*** Opening Materials provided ***
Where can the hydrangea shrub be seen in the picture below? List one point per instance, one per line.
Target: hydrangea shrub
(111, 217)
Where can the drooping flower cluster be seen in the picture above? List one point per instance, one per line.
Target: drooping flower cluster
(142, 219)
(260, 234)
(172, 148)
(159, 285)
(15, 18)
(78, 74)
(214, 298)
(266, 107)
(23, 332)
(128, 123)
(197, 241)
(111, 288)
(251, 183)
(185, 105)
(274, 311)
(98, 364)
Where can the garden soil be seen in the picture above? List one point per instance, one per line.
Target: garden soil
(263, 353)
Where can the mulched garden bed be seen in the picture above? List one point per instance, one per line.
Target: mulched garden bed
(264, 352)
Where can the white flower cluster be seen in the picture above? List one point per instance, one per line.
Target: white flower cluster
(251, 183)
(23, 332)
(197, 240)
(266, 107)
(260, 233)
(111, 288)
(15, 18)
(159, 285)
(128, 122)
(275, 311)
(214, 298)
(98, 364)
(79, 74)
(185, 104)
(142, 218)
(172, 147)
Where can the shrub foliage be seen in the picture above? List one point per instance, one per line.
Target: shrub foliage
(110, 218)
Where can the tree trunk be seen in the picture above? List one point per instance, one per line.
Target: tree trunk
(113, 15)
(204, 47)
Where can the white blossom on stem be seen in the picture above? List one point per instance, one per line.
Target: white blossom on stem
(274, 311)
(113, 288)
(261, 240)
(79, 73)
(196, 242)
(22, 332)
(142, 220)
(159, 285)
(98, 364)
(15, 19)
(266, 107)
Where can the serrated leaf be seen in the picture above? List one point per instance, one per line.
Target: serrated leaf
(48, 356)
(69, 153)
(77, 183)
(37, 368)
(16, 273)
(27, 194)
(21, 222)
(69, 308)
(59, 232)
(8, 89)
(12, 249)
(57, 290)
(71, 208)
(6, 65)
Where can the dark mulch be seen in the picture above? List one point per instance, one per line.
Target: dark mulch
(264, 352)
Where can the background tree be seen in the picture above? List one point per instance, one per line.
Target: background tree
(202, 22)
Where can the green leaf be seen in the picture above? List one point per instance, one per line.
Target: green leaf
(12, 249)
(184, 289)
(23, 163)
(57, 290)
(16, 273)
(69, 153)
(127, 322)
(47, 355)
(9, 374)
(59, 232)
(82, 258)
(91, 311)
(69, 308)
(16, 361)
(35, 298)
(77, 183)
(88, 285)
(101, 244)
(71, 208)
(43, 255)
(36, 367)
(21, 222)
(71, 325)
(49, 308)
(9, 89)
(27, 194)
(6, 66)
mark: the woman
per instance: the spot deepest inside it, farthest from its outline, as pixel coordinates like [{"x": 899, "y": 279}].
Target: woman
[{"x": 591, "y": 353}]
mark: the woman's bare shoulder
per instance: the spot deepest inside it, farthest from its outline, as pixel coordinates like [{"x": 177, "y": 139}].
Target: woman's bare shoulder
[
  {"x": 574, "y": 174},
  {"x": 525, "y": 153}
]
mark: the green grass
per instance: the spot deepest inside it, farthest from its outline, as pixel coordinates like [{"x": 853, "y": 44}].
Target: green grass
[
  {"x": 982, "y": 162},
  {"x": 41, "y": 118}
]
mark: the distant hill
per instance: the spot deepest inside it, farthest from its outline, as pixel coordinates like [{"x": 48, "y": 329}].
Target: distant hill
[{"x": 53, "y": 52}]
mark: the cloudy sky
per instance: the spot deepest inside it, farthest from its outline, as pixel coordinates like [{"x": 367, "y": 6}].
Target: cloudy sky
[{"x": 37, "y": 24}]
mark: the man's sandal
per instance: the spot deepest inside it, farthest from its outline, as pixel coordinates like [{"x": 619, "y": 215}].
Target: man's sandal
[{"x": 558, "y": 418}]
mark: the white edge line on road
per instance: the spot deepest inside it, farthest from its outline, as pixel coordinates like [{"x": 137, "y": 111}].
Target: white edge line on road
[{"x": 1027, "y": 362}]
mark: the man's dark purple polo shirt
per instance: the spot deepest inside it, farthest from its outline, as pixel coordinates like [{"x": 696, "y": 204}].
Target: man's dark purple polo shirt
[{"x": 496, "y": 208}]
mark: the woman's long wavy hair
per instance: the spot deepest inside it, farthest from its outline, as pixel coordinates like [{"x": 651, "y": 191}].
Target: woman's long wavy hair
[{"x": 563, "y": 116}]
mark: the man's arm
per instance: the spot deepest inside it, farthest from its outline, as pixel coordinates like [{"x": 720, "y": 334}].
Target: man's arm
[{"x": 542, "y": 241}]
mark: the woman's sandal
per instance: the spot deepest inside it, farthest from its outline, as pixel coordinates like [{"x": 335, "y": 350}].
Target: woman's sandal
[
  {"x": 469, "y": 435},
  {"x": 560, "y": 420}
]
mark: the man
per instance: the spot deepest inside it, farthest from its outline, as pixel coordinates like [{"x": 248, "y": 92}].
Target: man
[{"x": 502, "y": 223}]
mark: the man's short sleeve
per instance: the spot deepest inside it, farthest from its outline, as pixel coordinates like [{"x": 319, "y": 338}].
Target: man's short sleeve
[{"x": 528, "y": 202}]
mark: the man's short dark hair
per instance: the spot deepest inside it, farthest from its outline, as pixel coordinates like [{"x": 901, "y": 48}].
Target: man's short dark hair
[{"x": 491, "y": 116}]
*** Closing Materials provided ***
*** Opening Materials provided ***
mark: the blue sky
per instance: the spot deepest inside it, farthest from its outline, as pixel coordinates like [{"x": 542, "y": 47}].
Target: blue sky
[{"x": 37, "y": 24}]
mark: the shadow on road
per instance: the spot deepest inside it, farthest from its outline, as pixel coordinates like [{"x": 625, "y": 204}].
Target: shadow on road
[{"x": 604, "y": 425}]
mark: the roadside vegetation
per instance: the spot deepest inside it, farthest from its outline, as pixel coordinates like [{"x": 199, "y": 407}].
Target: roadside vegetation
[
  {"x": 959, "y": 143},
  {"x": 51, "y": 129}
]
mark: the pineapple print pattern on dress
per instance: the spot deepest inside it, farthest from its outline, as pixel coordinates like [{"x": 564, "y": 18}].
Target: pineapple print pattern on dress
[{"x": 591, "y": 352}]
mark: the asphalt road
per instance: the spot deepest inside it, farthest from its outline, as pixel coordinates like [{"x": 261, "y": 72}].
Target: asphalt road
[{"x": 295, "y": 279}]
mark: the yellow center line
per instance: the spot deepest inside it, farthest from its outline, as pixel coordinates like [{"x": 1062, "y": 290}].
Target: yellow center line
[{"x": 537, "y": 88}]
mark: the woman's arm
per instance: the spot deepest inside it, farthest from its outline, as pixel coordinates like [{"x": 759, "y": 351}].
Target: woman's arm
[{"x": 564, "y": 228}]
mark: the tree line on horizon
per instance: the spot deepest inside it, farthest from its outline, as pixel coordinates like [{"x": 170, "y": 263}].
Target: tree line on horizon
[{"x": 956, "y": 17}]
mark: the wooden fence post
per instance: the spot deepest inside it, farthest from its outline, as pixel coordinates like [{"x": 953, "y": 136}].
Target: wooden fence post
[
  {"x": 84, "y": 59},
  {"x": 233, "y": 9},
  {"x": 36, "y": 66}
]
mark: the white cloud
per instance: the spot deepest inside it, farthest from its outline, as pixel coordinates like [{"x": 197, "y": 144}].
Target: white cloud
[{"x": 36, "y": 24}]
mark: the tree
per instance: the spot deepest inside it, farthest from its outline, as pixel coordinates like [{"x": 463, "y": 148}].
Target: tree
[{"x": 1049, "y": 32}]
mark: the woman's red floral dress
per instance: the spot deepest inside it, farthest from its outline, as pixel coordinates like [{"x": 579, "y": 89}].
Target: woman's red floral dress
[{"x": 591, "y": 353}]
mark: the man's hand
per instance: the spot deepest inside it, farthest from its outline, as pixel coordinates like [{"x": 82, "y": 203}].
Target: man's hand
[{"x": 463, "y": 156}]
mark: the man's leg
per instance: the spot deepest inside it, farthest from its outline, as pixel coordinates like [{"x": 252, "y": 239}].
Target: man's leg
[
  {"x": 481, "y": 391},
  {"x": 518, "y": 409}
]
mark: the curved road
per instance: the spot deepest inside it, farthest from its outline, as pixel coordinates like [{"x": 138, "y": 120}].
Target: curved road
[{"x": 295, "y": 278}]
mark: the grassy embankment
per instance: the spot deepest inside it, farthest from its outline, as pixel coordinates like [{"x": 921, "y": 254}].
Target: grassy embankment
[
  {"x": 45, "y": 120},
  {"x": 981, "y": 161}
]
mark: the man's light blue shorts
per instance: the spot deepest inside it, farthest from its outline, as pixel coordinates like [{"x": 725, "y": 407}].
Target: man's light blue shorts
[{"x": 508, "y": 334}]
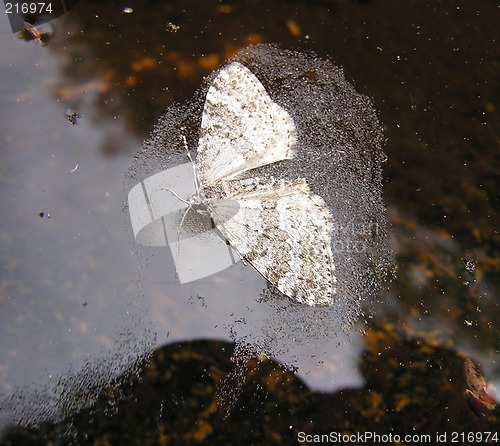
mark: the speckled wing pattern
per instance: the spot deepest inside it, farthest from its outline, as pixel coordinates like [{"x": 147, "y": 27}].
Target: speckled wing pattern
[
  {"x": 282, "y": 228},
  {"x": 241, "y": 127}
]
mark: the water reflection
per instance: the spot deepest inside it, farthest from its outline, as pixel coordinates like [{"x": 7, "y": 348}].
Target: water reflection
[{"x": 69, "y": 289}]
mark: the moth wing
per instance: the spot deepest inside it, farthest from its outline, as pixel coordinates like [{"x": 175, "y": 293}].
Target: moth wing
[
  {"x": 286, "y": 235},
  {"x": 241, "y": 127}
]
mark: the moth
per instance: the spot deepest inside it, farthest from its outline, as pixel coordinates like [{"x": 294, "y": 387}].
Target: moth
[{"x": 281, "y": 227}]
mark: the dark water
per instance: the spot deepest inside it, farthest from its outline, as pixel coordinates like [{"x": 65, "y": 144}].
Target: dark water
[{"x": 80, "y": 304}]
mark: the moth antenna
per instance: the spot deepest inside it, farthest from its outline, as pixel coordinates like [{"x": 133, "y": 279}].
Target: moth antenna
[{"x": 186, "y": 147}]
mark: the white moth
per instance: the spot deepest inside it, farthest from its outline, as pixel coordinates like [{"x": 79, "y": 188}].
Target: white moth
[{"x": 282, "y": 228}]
*** Closing Materials provided ***
What you give back should be exactly the lines of the data above from the line with "mark: the tree line on horizon" through the line with "mark: the white cloud", both of those included, and nothing more.

§ Output below:
mark: the tree line on horizon
per instance: the spot deepest inside it, farthest from its outline, as pixel coordinates like [{"x": 170, "y": 263}].
Target: tree line on horizon
[{"x": 956, "y": 17}]
mark: the wooden fence post
per instance: the spot deepest inside it, farthest from its outline, as pixel coordinates like [{"x": 953, "y": 136}].
Target: wooden fence post
[
  {"x": 84, "y": 59},
  {"x": 233, "y": 9},
  {"x": 36, "y": 66}
]
mark: the white cloud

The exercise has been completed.